Implementation of Genetic Algorithm to optimize the solution of First Fit Algorithm in Bin Packing Problem
Introduction
In the bin packing problem, objects of different volumes must be packed into a finite number of bins or containers each of volume V which is greater than the largest volume in the object in a way that minimizes the number of bins used. In computational complexity theory, it is a combinatorial NP-hard problem. The decision problem (deciding if objects will fit into a specified number of bins) is NP-complete.
There are many variations of this problem, such as 2D packing, linear packing, packing by weight, packing by cost, and so on. They have many applications, such as filling up containers, loading trucks with weight capacity constraints, creating file backups in media and technology mapping in Field-programmable gate array semiconductor chip design.
First Fit algorithm is one of the many algorithms proposed to find solution to bin packing problem, which provides a fast but often non-optimal solution. In First Fit algorithm, first item is taken and placed into the bin, the algorithm then searches within the whole objects to find any object that fit into the remaining space. If no any object fit into the bin or the bin is tightly packed the bin is then closed and new bin is opened for the remaining objects. This is continued until every object is placed into the bin. Though the algorithm itself was proposed to solve the bin packing problem it can often provide non-optimal result.

Extracted records
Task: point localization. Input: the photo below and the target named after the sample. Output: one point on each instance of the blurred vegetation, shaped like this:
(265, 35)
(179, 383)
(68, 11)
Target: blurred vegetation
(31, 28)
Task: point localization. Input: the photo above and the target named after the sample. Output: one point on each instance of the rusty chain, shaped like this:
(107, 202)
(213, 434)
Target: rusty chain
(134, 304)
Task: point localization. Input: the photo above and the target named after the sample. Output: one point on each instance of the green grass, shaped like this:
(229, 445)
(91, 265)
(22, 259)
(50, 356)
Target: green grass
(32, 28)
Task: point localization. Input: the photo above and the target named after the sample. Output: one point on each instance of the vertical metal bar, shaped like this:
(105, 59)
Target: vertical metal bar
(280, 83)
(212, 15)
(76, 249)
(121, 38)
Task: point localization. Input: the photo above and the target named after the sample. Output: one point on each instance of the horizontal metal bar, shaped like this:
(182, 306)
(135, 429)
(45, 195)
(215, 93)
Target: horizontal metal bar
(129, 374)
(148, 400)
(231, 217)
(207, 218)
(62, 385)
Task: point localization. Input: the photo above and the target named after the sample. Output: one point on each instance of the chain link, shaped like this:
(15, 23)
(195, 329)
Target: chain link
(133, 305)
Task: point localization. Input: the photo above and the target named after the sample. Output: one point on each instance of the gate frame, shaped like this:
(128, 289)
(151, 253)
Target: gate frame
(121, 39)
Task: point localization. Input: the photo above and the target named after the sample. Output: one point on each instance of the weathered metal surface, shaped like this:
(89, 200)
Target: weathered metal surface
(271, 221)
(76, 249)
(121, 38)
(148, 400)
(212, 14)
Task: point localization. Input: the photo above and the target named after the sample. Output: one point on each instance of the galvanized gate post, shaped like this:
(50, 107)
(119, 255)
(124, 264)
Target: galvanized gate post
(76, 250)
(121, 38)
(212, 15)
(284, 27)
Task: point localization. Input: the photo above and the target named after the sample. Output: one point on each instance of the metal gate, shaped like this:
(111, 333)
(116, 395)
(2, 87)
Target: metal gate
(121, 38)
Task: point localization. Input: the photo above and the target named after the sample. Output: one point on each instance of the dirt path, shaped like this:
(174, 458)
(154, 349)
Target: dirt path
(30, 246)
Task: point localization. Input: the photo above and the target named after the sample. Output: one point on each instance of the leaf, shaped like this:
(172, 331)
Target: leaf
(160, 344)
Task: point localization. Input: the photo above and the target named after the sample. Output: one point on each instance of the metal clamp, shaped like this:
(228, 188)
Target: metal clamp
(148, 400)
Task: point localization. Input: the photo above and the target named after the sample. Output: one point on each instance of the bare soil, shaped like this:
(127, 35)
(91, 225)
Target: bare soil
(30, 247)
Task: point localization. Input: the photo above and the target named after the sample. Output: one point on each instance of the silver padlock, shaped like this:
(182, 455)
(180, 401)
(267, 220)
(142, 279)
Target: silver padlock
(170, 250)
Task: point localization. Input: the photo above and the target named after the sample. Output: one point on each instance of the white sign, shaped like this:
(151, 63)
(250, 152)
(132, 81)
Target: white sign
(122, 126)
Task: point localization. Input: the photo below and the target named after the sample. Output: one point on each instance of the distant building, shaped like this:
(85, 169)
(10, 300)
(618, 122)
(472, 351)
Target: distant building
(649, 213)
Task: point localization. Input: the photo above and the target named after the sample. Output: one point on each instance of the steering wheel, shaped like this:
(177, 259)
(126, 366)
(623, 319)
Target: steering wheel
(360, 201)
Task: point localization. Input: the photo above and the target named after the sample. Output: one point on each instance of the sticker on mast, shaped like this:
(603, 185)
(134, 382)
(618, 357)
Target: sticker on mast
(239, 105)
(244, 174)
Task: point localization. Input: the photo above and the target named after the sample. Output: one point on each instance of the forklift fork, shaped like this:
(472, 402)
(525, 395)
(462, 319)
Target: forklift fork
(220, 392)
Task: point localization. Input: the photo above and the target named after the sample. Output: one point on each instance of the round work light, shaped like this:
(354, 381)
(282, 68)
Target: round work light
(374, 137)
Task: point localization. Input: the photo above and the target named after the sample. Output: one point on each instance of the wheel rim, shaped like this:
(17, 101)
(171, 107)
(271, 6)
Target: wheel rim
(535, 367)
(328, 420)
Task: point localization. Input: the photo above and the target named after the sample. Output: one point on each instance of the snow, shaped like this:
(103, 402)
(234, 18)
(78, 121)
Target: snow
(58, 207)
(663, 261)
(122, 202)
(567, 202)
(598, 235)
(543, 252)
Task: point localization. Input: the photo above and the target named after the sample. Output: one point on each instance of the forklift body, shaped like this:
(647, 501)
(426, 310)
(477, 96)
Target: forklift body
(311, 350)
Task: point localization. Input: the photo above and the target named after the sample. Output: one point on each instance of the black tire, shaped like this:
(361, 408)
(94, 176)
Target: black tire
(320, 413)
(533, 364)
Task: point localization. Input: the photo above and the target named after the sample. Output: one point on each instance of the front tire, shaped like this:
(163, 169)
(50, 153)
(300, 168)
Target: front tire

What needs to be done
Write out the passage of the bin packing page above between "There are many" and "semiconductor chip design.", inclusive.

Solution below
There are many variations of this problem, such as 2D packing, linear packing, packing by weight, packing by cost, and so on. They have many applications, such as filling up containers, loading trucks with weight capacity constraints, creating file backups in media and technology mapping in Field-programmable gate array semiconductor chip design.